Exercise:
Swap "tag" for "mark" in the part of the items that opens with the line containing "of the parked" and runs through the end of the items. Rewrite only that part, with nothing else changed.

Data to process:
====

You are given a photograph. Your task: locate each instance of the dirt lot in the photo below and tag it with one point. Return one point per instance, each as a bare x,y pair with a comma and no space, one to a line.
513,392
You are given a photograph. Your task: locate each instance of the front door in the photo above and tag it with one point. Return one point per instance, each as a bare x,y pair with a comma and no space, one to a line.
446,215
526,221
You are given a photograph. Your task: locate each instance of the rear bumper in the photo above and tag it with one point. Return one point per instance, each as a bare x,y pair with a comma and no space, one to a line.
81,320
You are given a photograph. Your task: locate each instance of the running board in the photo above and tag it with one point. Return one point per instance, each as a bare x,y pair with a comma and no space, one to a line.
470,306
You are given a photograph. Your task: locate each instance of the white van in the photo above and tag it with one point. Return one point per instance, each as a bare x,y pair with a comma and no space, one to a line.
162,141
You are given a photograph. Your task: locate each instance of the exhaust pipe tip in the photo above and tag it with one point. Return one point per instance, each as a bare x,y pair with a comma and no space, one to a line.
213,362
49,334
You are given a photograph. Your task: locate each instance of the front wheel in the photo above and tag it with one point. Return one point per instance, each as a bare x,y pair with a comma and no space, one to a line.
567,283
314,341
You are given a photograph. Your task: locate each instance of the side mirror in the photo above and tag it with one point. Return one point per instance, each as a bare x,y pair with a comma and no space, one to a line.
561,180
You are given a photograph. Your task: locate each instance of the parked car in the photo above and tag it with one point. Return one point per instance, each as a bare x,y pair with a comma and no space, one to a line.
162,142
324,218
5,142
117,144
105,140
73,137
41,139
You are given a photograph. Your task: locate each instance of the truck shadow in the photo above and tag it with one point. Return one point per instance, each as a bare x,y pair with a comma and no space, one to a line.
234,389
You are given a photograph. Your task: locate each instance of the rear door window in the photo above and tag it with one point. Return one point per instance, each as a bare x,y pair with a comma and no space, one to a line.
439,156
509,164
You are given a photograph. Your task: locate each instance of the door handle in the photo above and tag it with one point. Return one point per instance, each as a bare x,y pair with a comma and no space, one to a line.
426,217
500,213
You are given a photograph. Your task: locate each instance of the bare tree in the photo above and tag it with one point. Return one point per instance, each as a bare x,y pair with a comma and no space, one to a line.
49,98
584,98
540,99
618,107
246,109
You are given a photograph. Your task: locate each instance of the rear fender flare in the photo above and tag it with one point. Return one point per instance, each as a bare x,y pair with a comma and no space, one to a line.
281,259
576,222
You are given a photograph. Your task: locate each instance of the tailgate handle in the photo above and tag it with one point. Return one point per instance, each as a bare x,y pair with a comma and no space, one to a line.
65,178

====

Output of the exercise:
You are given a photograph. Your task: locate each instance of the parked car in the photo above and mark it with one point. Return one point per instance, each as a bare x,y pair with a comma and no space, one to a line.
162,142
324,218
5,142
117,144
105,140
73,137
41,139
You are given a photograph. Your task: locate each instance of the truck shadow in the photo above and mark it with one point. Return one point per instance, each as a bare x,y pair with a comma and no space, one to a line.
234,389
You are given a photograph. Your task: locate each instance of the rear door window in the photo above and mark it with one point. Return one point per instance, each as a bare x,y pair with a comma and no space, one to a line.
439,156
509,164
You are given a photograph. Your task: locate each instance of the door handle in the photo above and mark it with one point. Return one point per instance, each as a bare x,y pair with a comma and no space, one to a line.
426,217
500,213
You are given a photograph. Your task: locate each instance of the bare tree in the photo above and mark it with one point. Return one point per instance, each as a bare x,y pair with a comma and no space, one to a line.
49,98
584,98
540,99
618,107
246,109
You are given a photograph. Your task: locate each instance of the rear fender flare in the photo above and mark it with one point. Return one point per instance, each as a bare x,y pair with a comma and no space, one to a line.
281,259
576,222
You are given a photograph. Your task: locate each instance of the tailgate handle in the photo above and mark it with one point. Return one point per instance, each as a bare x,y pair with a comma and no space, one to a line.
65,178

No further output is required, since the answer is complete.